-- Start RECORDS PROVIDED --
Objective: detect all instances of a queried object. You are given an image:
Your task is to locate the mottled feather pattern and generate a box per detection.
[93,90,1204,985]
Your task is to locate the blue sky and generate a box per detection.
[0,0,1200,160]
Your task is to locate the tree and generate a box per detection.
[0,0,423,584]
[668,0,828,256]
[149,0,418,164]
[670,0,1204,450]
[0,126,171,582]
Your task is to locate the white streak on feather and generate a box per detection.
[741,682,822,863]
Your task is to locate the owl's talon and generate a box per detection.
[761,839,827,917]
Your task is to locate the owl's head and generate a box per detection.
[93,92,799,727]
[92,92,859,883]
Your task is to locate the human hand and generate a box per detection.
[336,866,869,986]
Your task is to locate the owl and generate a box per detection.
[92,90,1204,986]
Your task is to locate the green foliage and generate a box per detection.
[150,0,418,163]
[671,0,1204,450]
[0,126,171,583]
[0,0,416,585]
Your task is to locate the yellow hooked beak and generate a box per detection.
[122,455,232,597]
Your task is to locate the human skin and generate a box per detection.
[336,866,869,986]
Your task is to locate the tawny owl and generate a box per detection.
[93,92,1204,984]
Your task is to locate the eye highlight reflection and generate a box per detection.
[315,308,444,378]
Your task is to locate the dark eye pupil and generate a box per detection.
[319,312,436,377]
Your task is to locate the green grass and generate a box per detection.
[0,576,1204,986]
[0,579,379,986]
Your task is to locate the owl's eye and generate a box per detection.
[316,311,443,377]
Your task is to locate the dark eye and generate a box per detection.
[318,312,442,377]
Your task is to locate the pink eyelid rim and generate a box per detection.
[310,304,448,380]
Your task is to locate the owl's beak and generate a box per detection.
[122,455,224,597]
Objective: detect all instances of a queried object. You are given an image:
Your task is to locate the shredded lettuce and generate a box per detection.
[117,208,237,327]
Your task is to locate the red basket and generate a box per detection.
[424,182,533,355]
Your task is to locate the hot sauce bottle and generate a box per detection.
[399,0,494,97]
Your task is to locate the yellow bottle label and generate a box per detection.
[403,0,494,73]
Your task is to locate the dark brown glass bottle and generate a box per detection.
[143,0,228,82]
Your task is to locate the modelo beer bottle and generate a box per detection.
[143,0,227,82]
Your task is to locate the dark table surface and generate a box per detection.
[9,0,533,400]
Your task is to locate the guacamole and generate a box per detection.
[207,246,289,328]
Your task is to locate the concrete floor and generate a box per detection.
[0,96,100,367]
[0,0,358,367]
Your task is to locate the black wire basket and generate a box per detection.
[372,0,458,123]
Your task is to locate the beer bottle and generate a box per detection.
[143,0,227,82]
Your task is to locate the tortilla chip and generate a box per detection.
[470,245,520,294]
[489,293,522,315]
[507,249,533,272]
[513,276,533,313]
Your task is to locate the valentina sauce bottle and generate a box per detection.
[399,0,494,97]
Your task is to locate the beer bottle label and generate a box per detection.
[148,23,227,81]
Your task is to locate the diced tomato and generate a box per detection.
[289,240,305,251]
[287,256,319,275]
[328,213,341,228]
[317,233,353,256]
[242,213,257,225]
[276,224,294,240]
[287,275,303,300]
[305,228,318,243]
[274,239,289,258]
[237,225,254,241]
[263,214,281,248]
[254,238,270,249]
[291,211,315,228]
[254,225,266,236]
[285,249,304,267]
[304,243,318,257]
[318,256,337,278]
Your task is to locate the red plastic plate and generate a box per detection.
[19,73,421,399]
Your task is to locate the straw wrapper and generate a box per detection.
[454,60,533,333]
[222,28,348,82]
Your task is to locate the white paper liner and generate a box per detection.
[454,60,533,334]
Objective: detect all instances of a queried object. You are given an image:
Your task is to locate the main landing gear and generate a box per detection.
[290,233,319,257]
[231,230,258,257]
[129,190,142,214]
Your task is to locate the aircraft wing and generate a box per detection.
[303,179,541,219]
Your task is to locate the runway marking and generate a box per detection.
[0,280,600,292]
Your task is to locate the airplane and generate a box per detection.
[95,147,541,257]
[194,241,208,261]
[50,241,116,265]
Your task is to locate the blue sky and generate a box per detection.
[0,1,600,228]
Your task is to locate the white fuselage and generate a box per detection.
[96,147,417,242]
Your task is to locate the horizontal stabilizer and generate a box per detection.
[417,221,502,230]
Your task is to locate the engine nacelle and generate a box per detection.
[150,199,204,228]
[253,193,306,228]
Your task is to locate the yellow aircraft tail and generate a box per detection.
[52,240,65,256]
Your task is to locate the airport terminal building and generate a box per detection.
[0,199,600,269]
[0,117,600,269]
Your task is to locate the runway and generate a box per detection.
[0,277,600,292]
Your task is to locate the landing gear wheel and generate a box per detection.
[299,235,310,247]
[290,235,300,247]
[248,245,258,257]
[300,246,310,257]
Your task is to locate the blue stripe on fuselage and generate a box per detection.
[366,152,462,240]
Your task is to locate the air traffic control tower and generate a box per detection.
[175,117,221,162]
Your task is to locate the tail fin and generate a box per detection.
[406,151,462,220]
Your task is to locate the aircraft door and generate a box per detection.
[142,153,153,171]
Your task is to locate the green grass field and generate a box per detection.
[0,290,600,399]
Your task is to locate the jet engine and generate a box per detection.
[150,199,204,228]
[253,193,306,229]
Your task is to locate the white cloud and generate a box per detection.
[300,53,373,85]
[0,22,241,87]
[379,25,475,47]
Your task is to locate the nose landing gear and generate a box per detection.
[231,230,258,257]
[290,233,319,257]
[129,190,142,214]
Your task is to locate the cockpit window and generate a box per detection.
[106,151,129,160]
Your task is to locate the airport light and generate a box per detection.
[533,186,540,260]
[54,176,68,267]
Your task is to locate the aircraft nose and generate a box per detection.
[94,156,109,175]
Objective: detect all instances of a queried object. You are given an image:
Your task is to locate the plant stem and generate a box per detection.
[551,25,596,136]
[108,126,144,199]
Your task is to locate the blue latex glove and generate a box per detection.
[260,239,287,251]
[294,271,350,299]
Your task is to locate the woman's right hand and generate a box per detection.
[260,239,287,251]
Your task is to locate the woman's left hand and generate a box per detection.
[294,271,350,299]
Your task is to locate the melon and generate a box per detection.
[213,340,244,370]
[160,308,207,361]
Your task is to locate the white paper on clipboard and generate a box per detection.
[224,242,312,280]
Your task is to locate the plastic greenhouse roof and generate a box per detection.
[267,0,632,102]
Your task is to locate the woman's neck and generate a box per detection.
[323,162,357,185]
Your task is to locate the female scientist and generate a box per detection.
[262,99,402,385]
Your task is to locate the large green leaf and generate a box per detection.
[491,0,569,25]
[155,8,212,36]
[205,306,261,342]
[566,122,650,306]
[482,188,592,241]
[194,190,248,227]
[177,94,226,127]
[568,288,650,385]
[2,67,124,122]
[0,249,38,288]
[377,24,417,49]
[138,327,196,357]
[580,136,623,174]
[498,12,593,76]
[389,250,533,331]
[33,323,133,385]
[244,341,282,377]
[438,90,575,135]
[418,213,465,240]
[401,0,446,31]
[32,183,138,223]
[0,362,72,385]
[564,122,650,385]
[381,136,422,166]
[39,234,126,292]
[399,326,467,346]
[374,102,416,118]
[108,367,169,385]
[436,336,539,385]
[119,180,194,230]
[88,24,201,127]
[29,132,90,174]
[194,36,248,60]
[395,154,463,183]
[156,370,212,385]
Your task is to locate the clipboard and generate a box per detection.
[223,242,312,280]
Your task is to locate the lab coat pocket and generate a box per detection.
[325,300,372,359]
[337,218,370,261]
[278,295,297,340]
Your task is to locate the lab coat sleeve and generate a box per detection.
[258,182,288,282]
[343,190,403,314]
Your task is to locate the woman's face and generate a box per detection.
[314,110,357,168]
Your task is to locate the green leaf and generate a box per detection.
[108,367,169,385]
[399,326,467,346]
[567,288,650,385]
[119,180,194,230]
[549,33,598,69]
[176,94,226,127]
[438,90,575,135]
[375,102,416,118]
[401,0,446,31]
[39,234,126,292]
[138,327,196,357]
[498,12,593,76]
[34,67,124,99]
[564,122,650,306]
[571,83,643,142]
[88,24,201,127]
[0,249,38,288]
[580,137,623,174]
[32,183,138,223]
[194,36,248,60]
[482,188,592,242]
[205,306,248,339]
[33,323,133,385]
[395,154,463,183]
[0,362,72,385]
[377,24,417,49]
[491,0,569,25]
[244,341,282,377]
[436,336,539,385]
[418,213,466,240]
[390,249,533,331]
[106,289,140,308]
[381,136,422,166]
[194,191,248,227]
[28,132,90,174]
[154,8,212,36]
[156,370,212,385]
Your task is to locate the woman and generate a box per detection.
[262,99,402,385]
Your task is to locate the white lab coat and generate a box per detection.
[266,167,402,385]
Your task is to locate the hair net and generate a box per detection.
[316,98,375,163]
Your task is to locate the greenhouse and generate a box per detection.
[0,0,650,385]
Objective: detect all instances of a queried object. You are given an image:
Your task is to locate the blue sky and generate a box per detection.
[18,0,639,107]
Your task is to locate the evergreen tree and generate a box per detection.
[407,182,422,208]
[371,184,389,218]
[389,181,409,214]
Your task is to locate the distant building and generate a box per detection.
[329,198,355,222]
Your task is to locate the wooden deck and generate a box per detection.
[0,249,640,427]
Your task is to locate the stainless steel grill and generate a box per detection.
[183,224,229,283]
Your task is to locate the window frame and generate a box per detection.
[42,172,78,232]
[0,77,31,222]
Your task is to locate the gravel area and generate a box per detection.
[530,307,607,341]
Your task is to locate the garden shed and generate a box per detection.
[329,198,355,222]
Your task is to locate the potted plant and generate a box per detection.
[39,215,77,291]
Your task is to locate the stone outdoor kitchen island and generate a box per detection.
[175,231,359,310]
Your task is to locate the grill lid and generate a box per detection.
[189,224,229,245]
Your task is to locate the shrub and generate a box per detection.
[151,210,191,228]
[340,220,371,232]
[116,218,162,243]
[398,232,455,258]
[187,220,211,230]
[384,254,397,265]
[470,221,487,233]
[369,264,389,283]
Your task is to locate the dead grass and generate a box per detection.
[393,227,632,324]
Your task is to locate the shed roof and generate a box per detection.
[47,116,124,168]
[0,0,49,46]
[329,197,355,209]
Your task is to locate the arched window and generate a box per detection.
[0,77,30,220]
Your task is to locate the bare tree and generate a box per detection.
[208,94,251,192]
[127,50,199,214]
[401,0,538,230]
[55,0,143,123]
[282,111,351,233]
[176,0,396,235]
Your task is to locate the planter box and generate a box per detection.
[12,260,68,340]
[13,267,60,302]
-- End RECORDS PROVIDED --
__REQUIREMENT__.
Count the lines in the data above that contain the string "engine". Reply with that number alone.

__ANSWER TO THIS PROBLEM__.
2